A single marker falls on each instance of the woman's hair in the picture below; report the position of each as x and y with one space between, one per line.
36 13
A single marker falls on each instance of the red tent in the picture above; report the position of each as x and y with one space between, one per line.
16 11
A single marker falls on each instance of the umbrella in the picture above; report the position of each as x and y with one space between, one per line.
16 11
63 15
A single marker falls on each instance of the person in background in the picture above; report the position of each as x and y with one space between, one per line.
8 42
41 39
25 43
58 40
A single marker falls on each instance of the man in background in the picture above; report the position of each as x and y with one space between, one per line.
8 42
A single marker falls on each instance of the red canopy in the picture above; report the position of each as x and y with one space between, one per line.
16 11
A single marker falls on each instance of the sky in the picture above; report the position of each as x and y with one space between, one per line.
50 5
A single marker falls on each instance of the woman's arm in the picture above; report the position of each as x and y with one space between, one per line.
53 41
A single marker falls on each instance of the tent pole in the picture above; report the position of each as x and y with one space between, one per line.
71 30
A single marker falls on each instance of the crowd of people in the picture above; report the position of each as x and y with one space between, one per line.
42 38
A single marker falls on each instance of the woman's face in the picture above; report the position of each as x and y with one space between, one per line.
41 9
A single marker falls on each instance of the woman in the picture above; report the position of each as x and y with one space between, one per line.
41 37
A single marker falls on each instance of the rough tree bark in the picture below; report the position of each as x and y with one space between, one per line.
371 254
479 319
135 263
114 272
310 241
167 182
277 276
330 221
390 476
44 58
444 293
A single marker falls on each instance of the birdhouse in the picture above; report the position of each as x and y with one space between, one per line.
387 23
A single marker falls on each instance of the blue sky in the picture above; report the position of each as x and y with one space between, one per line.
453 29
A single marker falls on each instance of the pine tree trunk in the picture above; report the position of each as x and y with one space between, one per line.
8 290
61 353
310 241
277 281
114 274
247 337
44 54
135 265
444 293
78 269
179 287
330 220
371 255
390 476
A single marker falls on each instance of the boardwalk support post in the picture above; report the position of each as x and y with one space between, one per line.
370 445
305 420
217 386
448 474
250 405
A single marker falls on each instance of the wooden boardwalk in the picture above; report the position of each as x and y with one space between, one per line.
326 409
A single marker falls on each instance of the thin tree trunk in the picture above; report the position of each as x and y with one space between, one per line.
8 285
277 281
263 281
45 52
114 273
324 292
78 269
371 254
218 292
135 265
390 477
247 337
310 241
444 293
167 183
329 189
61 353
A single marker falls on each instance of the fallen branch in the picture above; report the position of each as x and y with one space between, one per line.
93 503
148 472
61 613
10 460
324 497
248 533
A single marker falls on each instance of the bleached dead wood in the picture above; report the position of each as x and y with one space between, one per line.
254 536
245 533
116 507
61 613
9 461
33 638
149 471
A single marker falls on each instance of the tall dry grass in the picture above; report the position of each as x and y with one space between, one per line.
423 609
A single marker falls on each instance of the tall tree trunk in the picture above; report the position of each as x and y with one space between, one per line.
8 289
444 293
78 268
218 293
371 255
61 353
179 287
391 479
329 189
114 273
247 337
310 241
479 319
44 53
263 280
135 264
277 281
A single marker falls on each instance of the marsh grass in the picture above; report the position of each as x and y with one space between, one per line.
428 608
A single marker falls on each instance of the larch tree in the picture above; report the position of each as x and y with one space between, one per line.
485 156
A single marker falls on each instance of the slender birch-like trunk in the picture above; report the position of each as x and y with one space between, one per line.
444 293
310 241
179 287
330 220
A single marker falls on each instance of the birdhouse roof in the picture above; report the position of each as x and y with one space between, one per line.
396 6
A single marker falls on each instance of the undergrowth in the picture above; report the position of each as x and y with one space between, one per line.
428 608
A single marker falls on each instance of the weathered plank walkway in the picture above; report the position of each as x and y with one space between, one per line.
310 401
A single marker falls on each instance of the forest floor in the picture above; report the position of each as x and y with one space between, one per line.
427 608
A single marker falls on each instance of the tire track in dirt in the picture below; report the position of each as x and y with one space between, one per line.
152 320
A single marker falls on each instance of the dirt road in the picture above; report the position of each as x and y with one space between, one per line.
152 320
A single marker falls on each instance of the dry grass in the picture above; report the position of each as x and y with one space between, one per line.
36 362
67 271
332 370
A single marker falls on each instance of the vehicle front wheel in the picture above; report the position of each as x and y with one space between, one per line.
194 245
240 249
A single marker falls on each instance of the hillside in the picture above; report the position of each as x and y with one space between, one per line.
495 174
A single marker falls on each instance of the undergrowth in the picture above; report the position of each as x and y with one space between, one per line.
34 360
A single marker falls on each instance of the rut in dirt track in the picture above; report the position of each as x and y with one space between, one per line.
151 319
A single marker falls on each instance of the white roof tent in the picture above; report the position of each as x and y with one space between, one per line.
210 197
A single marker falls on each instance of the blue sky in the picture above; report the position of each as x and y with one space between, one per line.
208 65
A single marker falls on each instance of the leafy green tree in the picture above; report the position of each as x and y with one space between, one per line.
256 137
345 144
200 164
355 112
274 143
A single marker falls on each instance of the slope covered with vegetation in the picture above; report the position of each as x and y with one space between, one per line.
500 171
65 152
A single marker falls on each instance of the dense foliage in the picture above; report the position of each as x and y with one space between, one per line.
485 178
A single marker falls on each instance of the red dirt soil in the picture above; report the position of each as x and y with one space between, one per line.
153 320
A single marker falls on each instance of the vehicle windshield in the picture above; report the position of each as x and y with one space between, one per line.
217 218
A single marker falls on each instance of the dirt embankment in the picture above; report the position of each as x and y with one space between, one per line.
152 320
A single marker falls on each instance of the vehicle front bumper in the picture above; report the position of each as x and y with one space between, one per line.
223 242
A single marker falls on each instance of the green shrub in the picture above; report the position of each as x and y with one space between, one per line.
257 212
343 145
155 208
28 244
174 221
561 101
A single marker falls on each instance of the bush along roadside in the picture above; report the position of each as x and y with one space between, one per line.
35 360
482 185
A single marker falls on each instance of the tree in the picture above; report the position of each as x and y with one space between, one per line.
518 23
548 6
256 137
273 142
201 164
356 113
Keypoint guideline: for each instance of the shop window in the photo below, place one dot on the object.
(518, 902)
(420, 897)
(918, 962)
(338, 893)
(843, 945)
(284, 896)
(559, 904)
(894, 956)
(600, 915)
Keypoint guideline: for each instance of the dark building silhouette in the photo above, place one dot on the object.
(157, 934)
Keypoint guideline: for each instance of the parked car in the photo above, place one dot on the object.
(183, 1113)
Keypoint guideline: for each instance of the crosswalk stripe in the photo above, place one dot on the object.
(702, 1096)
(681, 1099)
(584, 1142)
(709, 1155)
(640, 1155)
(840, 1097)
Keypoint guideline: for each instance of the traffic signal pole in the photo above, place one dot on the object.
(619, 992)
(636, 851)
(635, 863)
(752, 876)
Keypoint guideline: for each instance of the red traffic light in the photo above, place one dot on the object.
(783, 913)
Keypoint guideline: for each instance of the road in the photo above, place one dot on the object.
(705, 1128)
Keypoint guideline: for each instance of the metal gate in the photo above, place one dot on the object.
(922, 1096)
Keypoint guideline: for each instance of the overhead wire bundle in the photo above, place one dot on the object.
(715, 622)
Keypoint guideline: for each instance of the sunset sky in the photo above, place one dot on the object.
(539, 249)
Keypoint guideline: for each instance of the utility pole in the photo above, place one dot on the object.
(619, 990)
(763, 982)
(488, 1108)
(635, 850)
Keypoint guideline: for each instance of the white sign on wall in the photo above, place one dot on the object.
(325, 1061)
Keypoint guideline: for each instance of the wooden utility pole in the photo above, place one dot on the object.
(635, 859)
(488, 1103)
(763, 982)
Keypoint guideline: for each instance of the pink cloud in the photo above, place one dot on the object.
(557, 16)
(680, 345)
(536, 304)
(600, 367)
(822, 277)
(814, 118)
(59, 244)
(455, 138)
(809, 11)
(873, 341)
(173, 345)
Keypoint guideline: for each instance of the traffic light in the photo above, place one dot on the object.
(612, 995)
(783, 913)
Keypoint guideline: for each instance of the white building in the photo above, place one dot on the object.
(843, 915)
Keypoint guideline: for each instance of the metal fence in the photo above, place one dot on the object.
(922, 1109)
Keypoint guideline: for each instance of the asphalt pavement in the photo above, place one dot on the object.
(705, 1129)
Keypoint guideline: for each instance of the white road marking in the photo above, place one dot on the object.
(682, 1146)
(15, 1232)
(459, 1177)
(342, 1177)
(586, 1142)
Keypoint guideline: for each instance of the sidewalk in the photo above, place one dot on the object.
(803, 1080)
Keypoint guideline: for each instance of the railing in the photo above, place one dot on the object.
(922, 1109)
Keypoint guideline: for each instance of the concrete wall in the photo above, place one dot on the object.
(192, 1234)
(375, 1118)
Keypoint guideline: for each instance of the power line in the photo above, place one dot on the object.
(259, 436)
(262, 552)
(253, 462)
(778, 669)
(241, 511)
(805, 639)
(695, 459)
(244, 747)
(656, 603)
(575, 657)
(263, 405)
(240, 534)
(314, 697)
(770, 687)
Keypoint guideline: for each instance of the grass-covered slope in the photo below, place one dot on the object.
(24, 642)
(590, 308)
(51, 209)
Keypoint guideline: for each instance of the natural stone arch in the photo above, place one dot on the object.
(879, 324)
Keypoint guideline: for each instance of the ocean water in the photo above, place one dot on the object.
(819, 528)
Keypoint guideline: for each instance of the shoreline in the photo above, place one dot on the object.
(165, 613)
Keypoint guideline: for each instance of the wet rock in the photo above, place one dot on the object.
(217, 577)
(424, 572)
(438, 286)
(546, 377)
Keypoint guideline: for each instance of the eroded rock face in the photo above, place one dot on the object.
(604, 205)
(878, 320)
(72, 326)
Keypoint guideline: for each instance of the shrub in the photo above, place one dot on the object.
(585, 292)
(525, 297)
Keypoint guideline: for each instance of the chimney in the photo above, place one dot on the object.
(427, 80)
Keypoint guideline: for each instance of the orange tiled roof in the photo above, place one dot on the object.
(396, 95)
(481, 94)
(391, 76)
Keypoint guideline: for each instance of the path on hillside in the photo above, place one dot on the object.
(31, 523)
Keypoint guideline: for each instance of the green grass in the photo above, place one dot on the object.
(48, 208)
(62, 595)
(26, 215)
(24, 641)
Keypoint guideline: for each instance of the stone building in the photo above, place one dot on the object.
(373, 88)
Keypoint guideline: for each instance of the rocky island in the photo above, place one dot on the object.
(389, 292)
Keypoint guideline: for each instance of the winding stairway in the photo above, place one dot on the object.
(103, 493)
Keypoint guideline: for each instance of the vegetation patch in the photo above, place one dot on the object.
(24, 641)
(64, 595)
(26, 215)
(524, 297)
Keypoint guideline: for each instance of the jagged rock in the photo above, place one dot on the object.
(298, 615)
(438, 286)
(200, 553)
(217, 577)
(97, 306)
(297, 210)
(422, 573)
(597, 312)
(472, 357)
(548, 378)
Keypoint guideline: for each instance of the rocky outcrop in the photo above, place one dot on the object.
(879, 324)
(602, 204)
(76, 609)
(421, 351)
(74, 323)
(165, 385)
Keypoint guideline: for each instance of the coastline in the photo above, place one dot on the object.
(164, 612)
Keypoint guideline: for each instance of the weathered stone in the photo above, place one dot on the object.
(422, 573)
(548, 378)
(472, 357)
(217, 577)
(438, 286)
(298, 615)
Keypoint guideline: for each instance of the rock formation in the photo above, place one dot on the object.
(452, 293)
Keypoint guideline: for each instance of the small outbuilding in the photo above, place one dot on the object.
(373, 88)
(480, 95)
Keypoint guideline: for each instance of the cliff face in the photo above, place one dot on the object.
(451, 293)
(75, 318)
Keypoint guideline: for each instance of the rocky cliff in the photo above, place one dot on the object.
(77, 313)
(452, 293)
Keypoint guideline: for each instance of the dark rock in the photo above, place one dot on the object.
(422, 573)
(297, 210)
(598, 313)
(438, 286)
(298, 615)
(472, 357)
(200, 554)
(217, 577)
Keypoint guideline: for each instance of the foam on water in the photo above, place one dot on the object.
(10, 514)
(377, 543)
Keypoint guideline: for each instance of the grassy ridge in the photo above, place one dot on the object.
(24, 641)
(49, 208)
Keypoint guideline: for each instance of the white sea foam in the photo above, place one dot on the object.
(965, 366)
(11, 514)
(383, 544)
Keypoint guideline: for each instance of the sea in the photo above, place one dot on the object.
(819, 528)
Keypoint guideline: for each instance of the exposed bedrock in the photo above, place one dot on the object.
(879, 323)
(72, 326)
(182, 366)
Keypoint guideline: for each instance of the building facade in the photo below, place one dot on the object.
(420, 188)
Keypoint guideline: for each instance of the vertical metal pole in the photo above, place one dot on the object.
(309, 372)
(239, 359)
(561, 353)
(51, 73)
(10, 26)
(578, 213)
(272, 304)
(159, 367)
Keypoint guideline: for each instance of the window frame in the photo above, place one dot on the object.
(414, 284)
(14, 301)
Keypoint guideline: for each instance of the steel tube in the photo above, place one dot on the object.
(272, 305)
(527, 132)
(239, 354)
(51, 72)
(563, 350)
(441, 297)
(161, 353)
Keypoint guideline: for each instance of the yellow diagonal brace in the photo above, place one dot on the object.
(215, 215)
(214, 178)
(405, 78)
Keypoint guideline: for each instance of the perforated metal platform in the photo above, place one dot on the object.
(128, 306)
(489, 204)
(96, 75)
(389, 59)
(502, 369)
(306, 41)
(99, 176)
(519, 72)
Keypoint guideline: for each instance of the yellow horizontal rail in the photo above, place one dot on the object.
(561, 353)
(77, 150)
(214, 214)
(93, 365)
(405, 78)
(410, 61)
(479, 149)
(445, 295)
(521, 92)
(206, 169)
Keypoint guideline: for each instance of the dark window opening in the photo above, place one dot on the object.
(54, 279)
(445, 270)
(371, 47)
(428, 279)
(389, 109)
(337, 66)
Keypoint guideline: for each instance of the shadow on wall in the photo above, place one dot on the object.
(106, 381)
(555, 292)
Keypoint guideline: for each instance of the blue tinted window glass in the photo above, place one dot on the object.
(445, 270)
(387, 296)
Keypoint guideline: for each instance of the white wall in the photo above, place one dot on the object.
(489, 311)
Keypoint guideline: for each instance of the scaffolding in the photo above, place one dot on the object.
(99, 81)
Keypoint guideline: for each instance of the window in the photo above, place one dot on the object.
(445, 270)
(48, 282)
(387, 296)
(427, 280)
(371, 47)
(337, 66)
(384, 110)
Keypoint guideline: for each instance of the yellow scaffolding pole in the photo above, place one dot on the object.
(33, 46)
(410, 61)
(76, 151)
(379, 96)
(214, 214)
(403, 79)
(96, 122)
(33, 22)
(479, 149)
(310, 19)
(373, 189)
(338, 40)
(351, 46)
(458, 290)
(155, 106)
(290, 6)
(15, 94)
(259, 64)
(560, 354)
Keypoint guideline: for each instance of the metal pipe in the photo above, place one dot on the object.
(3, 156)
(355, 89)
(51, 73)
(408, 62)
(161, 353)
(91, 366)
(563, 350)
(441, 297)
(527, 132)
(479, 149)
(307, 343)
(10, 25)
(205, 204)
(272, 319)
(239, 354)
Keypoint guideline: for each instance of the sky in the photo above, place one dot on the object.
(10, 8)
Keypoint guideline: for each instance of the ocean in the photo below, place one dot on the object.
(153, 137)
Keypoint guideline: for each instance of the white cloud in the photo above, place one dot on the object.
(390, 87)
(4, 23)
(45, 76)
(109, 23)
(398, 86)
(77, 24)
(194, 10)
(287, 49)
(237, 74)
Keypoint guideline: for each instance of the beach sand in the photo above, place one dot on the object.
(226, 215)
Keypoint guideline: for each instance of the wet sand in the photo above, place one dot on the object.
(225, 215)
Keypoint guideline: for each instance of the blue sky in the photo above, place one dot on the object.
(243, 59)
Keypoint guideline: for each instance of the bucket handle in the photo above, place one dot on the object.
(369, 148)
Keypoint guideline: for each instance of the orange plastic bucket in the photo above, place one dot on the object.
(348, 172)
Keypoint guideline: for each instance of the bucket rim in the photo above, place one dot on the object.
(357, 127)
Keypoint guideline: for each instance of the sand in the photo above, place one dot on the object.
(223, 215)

[TASK INSTRUCTIONS] The answer consists only of the lines from the one containing "Keypoint guideline: for each instance of the metal pipe" to the end of the records, each written out exactly.

[ANSWER BELOW]
Keypoint guideline: for each instance of the metal pipe in the photo above, place one dot on the object.
(3, 156)
(355, 89)
(51, 73)
(408, 62)
(161, 353)
(91, 366)
(563, 350)
(441, 297)
(527, 132)
(479, 149)
(307, 343)
(10, 25)
(205, 204)
(272, 319)
(239, 354)
Keypoint guideline: for each instance of the sky in the photo above, place one dot on the object.
(10, 8)
Keypoint guideline: for each instance of the ocean in the photo below, place one dot on the object.
(153, 137)
Keypoint guideline: for each instance of the white cloud in the photo above, place one dot on the object.
(390, 87)
(4, 23)
(45, 76)
(109, 23)
(398, 86)
(77, 24)
(194, 10)
(287, 49)
(237, 74)
Keypoint guideline: for each instance of the beach sand in the photo above, place one dot on the object.
(226, 215)
Keypoint guideline: for each instance of the wet sand in the photo above, place one dot on the object.
(225, 215)
Keypoint guideline: for each instance of the blue sky in the photo above, place one dot on the object.
(243, 59)
Keypoint guideline: for each instance of the bucket handle in the photo above, place one dot on the object.
(369, 148)
Keypoint guideline: for each instance of the orange plastic bucket in the photo above, place one dot on the object.
(348, 172)
Keypoint guideline: for each instance of the bucket rim in the photo above, place one dot on the object.
(357, 127)
Keypoint guideline: for each instance of the sand in the photo above, place one dot on the object.
(223, 215)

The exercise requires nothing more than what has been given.